=== 所给文章 ===
= = = =

已故的华莱士·塞尔(Wallace Sayre)教授曾说,公共管理与私营管理在一切无关重要的方面都是相似的。这种观点已受到很多人强烈的质疑,他们认为困扰政府部门的任何问题也同样令私营组织头疼。约翰·肯尼思·加尔布雷思(John Kenneth Galbraith)在他的著作《新工业国》里把这种观点做了最清晰的阐述。加尔布雷思认为,和公共机构一样,私营大公司也由“技术专家”主导,这些“技术专家”则受其官僚逻辑而非市场引导的驱使。这些公司可以控制需求(通过出色的广告)和设定价格(通过垄断一个行业),从而摆脱市场对自身的影响。这些公司的技术人员的报酬是薪水,而非利润;这些技术人员的目标是确认和维护其管理自治权。这样,公司变成了一个自主的权力中心,而不再是一家受市场驱使的企业了。这样看来,公司不是一个参与竞争的资本机构,似乎更像一个政府机构了。
加尔布雷思教授的书于1976年出版,那时美国企业正经历前所未有的辉煌。书中华丽的辞藻似乎展现了一种永恒的真理。但是,随着时间的推移,这些有说服力的措辞变成了一纸空文。十年之中,通用汽车公司便面临着令人痛心的现实,就像加尔布雷思所说的那样:“该公司因确信消费者相信没有任何个人买家能通过拒买方式迫使其进行变革,所以不需要为汽车定价……”但来自丰田、尼桑和本田的竞争赋予了个人买主极大的权力;再加上经济衰退,通用汽车公司不得不像其他所有的汽车制造厂家一样,开始采用部分退款优惠、低息贷款以及降低售价等手段。尽管美国公司做的广告仍“具有诱惑力”,但原来在市场上的地位已经消失殆尽。尽管这些公司仍“垄断”着这个行业,但它们只能眼看着利润所剩无几。
加尔布雷思所做的分析不仅未能预测到未来,而且还有更为严重的缺陷。它使许多读者得出了错误的结论:认为“所有的官僚机构都差不多”,都雇用带薪职员,深受各种繁文缛节和官样文章的束缚,竭力确保其自治权。大公司的官僚化程度当然比小企业更重一些,但在变成官僚机构的过程中,大公司还未成为政府机构的近亲。区分公共与私营组织的标准,不在于其规模,也不在于“设计”(即控制)所处环境的愿望,而在于获得并使用资金和劳动力所必须遵守的规定。通用汽车公司通过卖股票、发行债券和留存利润获取资本,而国防部则通过国会年度拨款获取资金。在遵守政府某些规定的情况下,通用汽车公司可自行决定开办和关闭工厂,而国防部则需在国会的密切监督下建立和关闭军事基地。通用汽车公司可自定管理人员的薪水标准,根据公司利润发放奖金,而国防部支付管理人员薪水的标准则由国会确定,奖金(如果有的话)与其任务的完成情况毫无关系。通用汽车公司工人的数量由其生产水平决定,而国防部工作人员的数量则根据法律和文官条例确定。

= = = =

=== 所给记录 ===
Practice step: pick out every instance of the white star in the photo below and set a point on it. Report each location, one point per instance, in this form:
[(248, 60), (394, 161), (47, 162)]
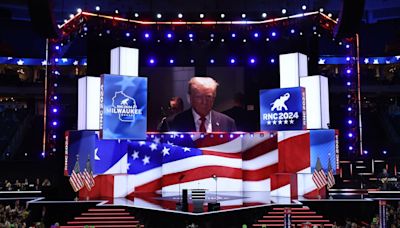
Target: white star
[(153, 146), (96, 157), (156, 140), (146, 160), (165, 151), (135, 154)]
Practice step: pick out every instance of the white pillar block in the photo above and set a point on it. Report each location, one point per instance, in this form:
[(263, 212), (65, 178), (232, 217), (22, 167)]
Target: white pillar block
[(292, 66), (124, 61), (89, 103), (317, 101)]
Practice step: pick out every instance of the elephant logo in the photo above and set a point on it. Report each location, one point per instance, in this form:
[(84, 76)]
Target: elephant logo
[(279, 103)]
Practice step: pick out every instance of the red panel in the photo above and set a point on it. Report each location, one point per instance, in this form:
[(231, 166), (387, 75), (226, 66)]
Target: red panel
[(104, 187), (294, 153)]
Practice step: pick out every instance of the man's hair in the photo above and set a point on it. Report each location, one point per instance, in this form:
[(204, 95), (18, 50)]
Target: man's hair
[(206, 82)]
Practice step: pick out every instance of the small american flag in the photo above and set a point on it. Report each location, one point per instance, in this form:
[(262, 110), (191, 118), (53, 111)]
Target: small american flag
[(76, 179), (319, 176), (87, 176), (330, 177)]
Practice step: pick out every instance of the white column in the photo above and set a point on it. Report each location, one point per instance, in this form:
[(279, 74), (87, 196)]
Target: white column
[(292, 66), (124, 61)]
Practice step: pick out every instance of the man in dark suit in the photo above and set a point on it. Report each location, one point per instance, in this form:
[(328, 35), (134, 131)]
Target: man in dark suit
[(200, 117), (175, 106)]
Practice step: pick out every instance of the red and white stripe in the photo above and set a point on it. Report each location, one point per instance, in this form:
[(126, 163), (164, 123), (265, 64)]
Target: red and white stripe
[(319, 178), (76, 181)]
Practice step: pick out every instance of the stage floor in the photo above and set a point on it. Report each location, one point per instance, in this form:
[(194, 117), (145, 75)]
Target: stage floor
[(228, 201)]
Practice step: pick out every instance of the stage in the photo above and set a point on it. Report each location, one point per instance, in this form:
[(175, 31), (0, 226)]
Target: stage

= = = =

=== 练习说明 ===
请根据所给文章回答下列问题:
(a) 加尔布雷思在哪部著作中最清晰地阐述了上述观点?
(b) 加尔布雷思教授的这本书于哪一年出版?
(c) 国防部通过什么方式获取资金?
这些记录与所给文章没有关系。

=== 参考答案 ===
(a) 《新工业国》。
(b) 1976年。
(c) 通过国会年度拨款。